• **EXERCISE TASK**
Nothing but the lines from the line with "Target: red support pillar" through the end of the data is to be copied, and each is to be copied exactly.

• **SUPPLIED MATERIAL**
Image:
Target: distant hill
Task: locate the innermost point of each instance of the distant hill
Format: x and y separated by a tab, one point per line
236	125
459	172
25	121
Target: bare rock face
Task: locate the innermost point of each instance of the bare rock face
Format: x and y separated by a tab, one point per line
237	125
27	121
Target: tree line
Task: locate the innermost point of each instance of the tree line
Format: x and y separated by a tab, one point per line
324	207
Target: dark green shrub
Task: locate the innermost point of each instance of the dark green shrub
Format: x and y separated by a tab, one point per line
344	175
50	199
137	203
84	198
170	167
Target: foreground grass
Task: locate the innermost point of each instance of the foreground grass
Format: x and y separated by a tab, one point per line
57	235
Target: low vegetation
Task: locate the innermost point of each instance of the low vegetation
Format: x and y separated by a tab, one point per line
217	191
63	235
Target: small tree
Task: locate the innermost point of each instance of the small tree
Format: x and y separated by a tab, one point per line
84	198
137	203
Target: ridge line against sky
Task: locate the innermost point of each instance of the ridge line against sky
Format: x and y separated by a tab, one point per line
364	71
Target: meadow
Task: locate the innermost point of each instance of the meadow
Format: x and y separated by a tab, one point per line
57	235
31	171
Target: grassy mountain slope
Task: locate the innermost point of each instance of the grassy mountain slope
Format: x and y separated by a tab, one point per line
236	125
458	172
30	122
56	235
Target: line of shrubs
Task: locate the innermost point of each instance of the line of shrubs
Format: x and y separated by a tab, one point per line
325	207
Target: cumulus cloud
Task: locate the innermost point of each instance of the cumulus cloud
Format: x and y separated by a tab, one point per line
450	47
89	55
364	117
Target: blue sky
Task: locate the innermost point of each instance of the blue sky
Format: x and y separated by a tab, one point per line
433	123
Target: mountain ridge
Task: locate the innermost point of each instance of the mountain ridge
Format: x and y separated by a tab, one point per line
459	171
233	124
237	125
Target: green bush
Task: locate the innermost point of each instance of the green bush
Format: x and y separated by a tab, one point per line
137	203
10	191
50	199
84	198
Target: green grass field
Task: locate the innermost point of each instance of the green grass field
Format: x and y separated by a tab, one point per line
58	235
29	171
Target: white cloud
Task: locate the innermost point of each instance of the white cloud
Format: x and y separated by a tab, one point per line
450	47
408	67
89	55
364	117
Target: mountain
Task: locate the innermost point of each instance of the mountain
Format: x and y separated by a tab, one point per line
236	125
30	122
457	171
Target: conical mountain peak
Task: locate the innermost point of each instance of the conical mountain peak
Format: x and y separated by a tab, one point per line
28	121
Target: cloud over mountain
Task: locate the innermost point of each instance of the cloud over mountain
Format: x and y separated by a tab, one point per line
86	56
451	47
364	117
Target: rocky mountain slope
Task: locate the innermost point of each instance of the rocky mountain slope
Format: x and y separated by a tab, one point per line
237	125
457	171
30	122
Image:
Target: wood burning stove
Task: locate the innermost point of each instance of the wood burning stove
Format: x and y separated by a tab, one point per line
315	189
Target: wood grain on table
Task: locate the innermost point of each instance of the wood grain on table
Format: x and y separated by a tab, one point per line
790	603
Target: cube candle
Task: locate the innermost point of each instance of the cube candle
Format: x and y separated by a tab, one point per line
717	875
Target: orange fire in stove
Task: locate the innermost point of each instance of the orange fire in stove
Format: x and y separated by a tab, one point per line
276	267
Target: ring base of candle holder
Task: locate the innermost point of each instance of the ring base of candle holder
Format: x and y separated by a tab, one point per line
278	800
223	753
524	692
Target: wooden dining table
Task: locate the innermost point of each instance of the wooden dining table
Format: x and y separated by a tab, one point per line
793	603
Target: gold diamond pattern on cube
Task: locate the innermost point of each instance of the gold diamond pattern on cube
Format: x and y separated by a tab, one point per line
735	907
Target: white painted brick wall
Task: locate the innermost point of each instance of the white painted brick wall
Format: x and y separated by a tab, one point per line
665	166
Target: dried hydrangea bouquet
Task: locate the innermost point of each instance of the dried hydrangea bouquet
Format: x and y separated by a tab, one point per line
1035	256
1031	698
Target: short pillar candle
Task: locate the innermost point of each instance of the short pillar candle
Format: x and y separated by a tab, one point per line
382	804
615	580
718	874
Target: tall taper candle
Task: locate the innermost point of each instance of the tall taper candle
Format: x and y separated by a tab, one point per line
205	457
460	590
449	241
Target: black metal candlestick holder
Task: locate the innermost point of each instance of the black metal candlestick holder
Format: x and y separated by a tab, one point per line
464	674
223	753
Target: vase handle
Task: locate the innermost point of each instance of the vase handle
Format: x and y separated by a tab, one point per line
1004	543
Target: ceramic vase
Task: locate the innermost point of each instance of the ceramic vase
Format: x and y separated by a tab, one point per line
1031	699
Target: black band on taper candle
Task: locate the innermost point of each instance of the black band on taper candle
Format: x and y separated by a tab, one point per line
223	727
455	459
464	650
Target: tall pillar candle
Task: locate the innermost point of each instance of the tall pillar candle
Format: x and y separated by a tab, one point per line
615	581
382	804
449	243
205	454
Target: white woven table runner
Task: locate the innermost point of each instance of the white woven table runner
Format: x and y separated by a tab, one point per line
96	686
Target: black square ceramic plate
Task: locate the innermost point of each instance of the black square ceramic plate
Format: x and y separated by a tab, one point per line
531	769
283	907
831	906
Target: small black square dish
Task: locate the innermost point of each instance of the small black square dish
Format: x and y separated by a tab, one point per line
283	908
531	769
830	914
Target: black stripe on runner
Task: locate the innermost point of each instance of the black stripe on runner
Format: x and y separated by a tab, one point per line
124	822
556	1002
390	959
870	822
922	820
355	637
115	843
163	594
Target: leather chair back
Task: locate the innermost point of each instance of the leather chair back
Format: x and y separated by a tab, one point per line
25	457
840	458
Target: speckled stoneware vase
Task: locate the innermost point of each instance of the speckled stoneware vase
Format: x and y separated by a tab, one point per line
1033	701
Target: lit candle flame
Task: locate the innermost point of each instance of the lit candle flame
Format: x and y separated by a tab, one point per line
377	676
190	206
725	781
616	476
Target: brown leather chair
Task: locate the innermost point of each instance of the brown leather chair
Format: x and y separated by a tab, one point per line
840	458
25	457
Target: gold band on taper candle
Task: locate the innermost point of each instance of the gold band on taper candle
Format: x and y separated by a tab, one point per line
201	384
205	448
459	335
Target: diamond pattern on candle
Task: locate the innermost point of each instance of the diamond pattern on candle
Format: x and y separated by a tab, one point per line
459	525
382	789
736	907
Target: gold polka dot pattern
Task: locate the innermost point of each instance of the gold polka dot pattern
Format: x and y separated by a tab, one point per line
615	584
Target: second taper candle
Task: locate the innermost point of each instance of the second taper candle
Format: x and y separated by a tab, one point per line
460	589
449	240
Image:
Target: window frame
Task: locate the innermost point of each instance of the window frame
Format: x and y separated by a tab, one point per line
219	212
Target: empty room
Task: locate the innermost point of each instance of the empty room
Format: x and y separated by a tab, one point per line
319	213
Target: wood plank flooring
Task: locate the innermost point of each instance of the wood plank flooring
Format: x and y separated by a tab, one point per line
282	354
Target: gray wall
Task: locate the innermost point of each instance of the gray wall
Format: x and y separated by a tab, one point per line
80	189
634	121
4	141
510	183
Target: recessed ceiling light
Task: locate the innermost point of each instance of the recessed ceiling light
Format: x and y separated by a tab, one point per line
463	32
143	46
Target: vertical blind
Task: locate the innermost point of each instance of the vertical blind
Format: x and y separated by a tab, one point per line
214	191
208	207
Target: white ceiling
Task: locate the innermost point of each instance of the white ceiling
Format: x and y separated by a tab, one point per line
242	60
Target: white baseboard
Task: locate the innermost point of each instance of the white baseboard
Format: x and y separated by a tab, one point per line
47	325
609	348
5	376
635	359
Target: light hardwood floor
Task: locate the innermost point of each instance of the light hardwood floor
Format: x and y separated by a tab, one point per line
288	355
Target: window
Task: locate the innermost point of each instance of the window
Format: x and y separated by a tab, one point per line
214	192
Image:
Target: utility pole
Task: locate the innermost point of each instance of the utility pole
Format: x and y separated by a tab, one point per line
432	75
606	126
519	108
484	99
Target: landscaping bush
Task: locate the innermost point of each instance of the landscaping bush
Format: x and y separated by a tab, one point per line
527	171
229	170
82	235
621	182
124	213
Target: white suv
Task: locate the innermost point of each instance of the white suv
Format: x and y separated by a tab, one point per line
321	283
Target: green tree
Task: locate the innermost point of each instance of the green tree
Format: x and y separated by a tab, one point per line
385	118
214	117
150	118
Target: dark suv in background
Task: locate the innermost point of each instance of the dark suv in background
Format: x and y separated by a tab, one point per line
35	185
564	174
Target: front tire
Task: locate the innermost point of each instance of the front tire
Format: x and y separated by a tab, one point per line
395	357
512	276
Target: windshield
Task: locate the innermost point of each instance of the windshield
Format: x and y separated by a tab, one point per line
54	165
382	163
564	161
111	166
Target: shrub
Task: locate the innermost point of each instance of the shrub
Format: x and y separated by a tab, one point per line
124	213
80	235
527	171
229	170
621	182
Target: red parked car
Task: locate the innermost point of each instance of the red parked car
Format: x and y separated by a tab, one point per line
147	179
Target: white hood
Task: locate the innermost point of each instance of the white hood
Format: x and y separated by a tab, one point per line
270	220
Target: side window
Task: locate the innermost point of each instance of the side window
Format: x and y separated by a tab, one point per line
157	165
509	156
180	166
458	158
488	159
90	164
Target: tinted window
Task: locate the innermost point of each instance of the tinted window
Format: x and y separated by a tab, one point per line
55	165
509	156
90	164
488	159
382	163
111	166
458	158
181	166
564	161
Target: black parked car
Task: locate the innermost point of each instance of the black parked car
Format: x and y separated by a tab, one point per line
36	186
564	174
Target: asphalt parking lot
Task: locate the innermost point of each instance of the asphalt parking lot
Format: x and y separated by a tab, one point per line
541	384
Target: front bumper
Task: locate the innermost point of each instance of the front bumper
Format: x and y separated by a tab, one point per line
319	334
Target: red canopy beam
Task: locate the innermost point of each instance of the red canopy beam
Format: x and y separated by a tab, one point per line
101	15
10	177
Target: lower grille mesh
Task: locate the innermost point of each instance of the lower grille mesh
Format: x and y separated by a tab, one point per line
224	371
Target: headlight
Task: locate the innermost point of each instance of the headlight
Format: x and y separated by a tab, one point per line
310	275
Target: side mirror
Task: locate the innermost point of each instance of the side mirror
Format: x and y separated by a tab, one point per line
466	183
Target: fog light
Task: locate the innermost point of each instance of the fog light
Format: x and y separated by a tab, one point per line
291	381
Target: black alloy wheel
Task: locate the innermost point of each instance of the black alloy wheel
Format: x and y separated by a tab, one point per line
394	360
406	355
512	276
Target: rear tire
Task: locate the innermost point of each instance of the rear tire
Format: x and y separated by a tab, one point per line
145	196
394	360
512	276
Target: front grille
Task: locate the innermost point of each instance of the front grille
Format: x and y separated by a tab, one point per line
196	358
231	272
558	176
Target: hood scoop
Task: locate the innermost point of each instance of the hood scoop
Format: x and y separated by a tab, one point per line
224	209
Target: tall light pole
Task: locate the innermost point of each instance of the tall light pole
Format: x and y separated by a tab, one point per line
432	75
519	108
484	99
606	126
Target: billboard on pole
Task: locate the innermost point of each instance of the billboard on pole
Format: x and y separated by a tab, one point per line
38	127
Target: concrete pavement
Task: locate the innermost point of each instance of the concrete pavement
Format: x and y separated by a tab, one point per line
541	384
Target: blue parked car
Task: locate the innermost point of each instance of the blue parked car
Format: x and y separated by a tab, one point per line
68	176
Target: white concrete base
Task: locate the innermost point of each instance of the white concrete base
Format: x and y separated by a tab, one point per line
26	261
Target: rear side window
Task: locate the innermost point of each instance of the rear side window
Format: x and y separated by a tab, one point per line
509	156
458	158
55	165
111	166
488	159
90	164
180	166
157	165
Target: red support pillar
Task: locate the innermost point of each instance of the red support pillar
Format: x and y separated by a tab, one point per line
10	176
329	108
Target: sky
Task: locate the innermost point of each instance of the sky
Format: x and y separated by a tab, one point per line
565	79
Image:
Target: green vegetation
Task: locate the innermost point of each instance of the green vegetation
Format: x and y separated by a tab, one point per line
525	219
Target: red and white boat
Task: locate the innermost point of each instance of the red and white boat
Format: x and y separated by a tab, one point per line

• **THE REPLY**
Target: red support pillar
Task: locate the innermost point of each instance of the red support pillar
Format: x and y separated by a tab, one point per line
10	176
329	108
Target: sky
Task: locate the innermost point of each instance of the sky
Format: x and y separated by a tab, one point per line
565	79
Image:
Target: green vegetation
Task: locate the innermost point of each instance of the green vegetation
Format: x and y separated by a tab, one point per line
525	219
Target: red and white boat
Task: locate the innermost point of each instance of the red and white boat
Format: x and y separated by a tab, one point per line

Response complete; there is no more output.